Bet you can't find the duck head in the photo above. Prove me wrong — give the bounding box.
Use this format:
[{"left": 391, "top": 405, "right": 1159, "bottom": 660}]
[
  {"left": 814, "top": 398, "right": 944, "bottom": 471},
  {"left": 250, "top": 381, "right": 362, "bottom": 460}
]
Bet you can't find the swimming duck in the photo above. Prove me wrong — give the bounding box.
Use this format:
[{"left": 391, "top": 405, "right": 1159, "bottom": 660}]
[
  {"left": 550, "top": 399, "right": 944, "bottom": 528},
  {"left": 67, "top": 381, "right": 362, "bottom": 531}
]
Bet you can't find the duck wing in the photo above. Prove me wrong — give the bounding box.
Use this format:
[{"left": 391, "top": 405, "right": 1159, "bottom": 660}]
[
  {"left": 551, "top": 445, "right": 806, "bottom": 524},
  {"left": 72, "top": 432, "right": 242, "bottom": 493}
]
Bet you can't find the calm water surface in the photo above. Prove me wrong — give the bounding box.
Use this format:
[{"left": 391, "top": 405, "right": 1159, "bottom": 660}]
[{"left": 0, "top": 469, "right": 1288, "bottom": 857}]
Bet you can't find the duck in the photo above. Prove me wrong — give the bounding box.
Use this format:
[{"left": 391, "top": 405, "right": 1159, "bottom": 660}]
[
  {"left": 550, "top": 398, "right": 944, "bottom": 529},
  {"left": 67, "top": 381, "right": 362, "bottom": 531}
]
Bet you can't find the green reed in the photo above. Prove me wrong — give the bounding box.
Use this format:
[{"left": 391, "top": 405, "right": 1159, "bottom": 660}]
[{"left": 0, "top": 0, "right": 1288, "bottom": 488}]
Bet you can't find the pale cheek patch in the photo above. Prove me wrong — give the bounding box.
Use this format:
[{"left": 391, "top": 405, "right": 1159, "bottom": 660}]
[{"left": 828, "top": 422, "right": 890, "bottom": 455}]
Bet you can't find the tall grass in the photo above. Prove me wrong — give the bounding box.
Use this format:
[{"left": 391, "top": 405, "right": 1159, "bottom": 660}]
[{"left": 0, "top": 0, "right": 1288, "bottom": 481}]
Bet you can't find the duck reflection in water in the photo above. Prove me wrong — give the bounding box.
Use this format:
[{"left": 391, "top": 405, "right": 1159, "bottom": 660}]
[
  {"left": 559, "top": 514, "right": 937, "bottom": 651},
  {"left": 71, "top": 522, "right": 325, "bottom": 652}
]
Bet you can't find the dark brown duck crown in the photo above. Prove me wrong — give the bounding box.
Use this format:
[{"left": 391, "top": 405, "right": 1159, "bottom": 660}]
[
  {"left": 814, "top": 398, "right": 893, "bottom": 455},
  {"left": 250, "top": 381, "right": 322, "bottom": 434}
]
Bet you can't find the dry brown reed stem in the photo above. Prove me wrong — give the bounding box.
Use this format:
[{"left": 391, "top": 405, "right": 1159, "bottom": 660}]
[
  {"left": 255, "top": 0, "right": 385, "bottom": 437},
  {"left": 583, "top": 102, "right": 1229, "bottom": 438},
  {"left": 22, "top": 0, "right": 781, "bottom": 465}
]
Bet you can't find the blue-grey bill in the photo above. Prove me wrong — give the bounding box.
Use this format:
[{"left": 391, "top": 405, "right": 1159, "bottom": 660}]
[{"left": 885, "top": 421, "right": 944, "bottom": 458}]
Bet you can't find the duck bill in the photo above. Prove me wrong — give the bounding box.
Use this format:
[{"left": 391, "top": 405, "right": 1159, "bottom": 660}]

|---|

**Set exercise**
Rescale everything from the line containing "Bet you can't find the dark" down to the end of the listing above by writing out only those lines, requests included, with every bounding-box coordinate in the answers multiplied by 1.1 and rounded to a whole number, halves rounded up. Keep the numbers in the requests and their format samples unchanged.

**Full output**
Bet you can't find the dark brown duck crown in the photo above. Prove me wrong — give the bounding box.
Use this format:
[{"left": 391, "top": 405, "right": 1159, "bottom": 660}]
[
  {"left": 895, "top": 438, "right": 982, "bottom": 501},
  {"left": 275, "top": 419, "right": 354, "bottom": 477}
]
Bet you can't find the dry brown reed stem in the photo above. Prove me wrong — give the bounding box.
Use this format:
[{"left": 391, "top": 405, "right": 1159, "bottom": 660}]
[
  {"left": 281, "top": 0, "right": 424, "bottom": 481},
  {"left": 641, "top": 112, "right": 1352, "bottom": 482},
  {"left": 24, "top": 0, "right": 859, "bottom": 512}
]
Bet you can't find the blue-grey bill in the photo above. Prove me wrong — give the bounding box.
Use this format:
[{"left": 391, "top": 405, "right": 1159, "bottom": 660}]
[{"left": 974, "top": 463, "right": 1038, "bottom": 504}]
Bet you can't find the duck bill in the photo above. Prove me wrong — give the bounding box.
Use this format:
[{"left": 391, "top": 405, "right": 1159, "bottom": 660}]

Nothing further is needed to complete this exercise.